## Task description
Can you reproduce, word for word, the stretch of the report on the Berlin Middle East conference that begins at the words "Israels excessive military" and stops after "promoting Islamisation domestically."?

The West, however, cannot and must not keep out of the regions conflicts. Whether the situation in Iraq would improve or deteriorate if foreign troops withdrew fast, was a matter of debate at a conference held by the Heinrich Böll Foundation in November in Berlin. On the other hand, all participants largely agreed on how to assess the Israeli-Palestinian conflict: there will be no solution without pressure and incentives from the outside. Muriel Asseburg of Stiftung Wissenschaft und Politik, a German think-tank, called upon the international community to immediately engage in fresh negotiations with clear objectives stressing that Europe should not wait for the US administration to take the initiative.
Salah Abdel Shafi, representative of the Palestine National Authority in Sweden, demanded that Israel, Europe and the USA immediately lift financial sanctions against the Palestinians. But Hamas and Fatah would first have to agree on a government of national unity which recognises Israels right to exist. According to Gilbert Achcar, who teaches political science at the University of Paris VIII Israel has used any means available to prevent precisely that from happening. In his view, Israel wants to spark civil war in both Palestine and Lebanon. As evidence, he pointed to the fact that only one day after Hamas and Fatah had agreed on a common negotiating position in late June this year, Israels army marched into Gaza. According to him, the kidnapping of Israeli soldier Gilad Schalit shortly beforehand simply served as a welcome pretext for Jerusalem.
Israels excessive military attacks, like the assault on Gaza in early November, do as much harm to all attempts at making peace in the region as do Palestinian suicide bombings. But matters are more complex than Achcar claims them to be. According to PLO representative Salah Abdel Shafi, Hamas never followed a reliable course in talks with Fatah on forming a government, instead was continually escalating the conflict with Israel and promoting Islamisation domestically.

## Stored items
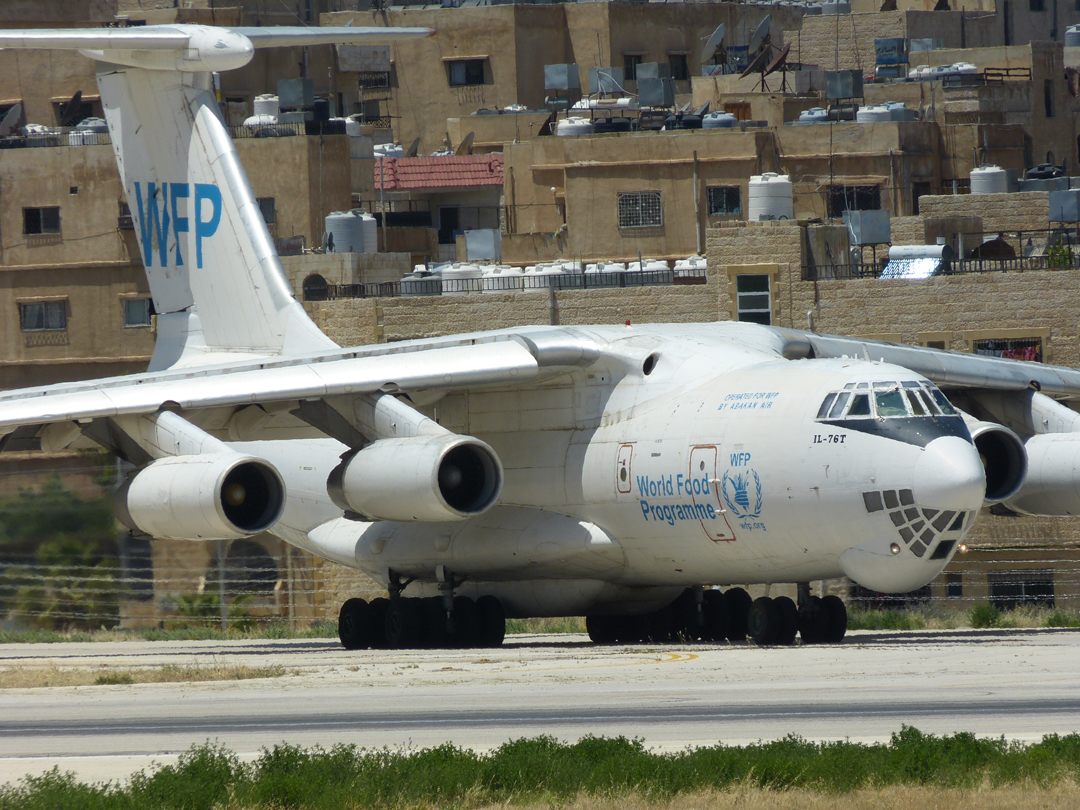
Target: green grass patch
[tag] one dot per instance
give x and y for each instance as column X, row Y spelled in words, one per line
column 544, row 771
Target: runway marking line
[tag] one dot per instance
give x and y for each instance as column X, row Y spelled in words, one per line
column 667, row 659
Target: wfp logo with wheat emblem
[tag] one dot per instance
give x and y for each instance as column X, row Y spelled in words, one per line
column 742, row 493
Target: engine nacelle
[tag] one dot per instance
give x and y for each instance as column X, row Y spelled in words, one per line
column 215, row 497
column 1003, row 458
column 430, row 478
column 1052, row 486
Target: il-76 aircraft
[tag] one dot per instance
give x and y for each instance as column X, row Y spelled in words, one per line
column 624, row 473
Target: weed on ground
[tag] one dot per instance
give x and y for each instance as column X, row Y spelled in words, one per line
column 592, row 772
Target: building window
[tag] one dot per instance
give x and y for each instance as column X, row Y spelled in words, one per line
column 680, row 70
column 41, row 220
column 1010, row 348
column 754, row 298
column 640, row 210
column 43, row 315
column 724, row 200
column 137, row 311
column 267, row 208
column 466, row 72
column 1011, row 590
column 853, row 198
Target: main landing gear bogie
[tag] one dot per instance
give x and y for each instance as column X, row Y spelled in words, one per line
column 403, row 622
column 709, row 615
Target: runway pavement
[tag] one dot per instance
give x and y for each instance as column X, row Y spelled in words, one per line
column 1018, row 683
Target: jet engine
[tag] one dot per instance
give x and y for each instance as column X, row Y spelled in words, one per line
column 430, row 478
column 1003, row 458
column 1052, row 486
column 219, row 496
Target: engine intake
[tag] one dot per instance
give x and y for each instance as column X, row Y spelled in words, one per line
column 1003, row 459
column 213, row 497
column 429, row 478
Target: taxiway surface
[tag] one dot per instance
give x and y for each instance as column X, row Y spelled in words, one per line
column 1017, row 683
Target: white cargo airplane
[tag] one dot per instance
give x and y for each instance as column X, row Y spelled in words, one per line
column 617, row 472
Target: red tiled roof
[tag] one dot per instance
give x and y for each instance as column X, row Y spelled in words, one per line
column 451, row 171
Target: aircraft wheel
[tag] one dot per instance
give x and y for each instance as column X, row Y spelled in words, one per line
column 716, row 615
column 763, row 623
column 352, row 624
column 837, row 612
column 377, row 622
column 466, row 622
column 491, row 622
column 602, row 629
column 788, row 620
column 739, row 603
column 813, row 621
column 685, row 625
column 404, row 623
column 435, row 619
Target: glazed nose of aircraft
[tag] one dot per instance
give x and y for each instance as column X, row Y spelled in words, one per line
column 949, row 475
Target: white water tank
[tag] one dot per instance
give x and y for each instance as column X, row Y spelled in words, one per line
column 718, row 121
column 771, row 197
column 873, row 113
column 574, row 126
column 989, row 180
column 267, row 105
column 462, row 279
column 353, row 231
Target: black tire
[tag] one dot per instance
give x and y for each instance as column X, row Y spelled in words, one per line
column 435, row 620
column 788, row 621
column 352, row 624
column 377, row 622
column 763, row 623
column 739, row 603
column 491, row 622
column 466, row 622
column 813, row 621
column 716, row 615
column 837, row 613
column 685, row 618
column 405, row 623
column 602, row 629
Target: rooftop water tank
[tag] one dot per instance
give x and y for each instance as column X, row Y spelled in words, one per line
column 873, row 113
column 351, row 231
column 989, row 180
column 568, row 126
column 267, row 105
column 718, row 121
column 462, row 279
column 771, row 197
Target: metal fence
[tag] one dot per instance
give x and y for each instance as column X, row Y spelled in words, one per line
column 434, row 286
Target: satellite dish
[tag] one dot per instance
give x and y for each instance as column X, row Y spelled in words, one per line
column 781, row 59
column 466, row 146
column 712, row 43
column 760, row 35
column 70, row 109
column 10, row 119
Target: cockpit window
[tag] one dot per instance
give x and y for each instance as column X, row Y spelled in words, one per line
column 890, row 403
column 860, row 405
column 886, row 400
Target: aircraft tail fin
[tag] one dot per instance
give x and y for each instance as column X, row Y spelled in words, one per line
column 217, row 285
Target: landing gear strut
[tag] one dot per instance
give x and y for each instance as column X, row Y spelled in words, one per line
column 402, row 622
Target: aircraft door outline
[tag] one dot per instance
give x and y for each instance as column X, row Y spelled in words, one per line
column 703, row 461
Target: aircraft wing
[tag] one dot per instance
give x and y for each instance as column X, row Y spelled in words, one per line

## Solution for this task
Israels excessive military attacks, like the assault on Gaza in early November, do as much harm to all attempts at making peace in the region as do Palestinian suicide bombings. But matters are more complex than Achcar claims them to be. According to PLO representative Salah Abdel Shafi, Hamas never followed a reliable course in talks with Fatah on forming a government, instead was continually escalating the conflict with Israel and promoting Islamisation domestically.